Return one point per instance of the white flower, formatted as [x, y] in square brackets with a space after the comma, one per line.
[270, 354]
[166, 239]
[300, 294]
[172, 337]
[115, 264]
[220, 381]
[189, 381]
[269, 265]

----------

▶ **Instructions to follow**:
Rewrite the lines above with "white flower" changed to "yellow flower", keeping every other part the same.

▶ **Answer to this task**:
Return one point per instance of the yellow flower, formatted as [x, y] in square brackets with a space after the comma, one per line.
[270, 354]
[166, 239]
[300, 294]
[172, 337]
[115, 264]
[220, 381]
[189, 381]
[269, 265]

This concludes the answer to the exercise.